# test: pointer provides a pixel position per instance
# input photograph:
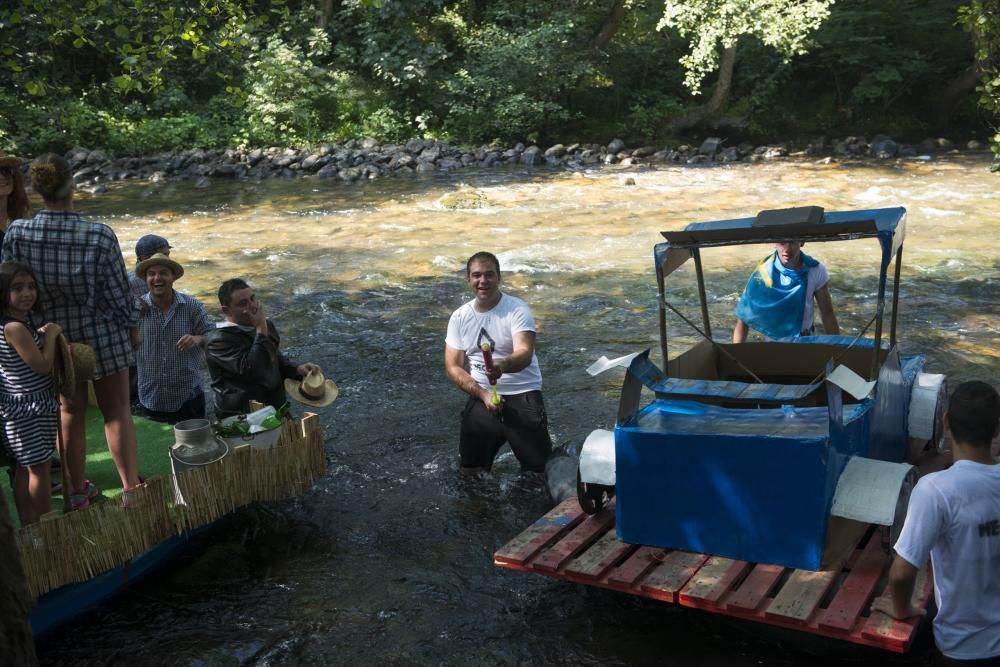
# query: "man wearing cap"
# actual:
(174, 328)
(243, 357)
(146, 247)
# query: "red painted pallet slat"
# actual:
(755, 588)
(580, 537)
(595, 562)
(529, 543)
(880, 627)
(800, 595)
(856, 592)
(711, 582)
(569, 545)
(635, 566)
(676, 568)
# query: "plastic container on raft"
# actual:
(258, 437)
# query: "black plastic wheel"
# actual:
(592, 497)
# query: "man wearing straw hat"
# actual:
(174, 328)
(243, 357)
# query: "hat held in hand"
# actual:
(313, 389)
(75, 363)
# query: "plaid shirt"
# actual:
(137, 285)
(82, 281)
(167, 376)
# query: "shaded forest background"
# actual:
(145, 76)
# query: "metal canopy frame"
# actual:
(888, 225)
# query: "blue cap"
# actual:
(149, 244)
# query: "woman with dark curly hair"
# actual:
(83, 286)
(13, 198)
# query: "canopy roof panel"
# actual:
(834, 226)
(888, 225)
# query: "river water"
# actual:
(389, 559)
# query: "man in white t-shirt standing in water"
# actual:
(954, 517)
(506, 324)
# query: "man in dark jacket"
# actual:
(243, 357)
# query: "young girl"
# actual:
(29, 409)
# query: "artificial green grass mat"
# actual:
(154, 440)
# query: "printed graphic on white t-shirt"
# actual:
(954, 516)
(468, 329)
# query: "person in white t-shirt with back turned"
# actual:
(954, 517)
(515, 412)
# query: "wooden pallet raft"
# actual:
(568, 544)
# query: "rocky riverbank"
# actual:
(367, 159)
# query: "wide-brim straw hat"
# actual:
(75, 363)
(10, 160)
(313, 389)
(195, 443)
(159, 260)
(84, 361)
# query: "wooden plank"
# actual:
(579, 538)
(671, 574)
(894, 634)
(529, 543)
(599, 558)
(711, 582)
(755, 588)
(636, 565)
(799, 596)
(856, 592)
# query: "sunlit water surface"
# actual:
(389, 559)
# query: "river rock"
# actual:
(730, 154)
(530, 155)
(401, 160)
(85, 174)
(555, 151)
(311, 163)
(349, 174)
(97, 157)
(464, 199)
(430, 154)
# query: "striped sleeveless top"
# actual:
(23, 392)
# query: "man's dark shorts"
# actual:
(522, 423)
(193, 408)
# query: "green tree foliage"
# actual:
(713, 25)
(143, 76)
(981, 18)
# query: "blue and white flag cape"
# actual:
(774, 300)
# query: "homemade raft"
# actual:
(66, 549)
(568, 544)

•••••

Task goal:
If a line in the records above contains the string "dark", copy that line out.

Answer space:
# query: "woman with dark curly hair"
# query: "man in dark jacket"
# query: "man's dark shorts"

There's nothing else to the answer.